WORK TO DO
Could you reproduce the listing below word for word, from the line with "Where can you see the paved" to the line with "point(223, 651)", including both of those lines? Omit the pictures.

** START **

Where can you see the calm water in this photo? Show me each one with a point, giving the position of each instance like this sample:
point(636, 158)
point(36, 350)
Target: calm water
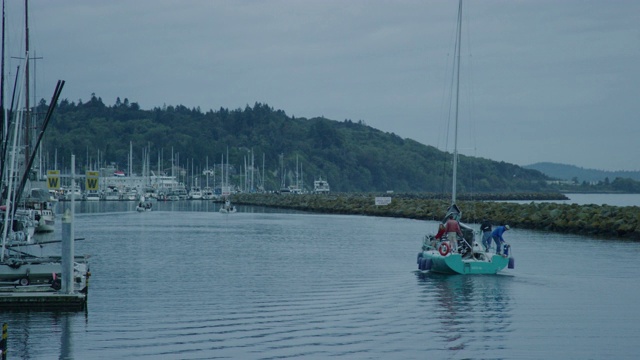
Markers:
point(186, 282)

** END **
** START **

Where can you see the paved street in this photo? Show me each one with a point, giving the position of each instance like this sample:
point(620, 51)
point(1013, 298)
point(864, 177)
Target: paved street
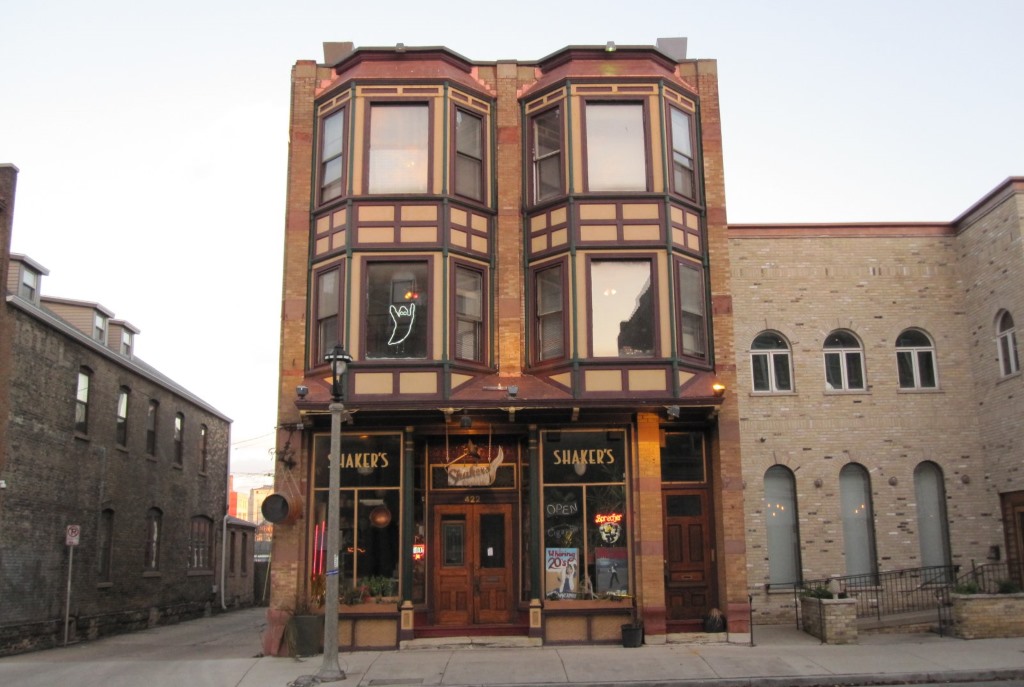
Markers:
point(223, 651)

** END **

RESULT
Where can you see the paved street in this photo? Show me each one with a point, giving the position of each instance like this sample:
point(620, 51)
point(1013, 298)
point(864, 177)
Target: paved street
Markers:
point(223, 651)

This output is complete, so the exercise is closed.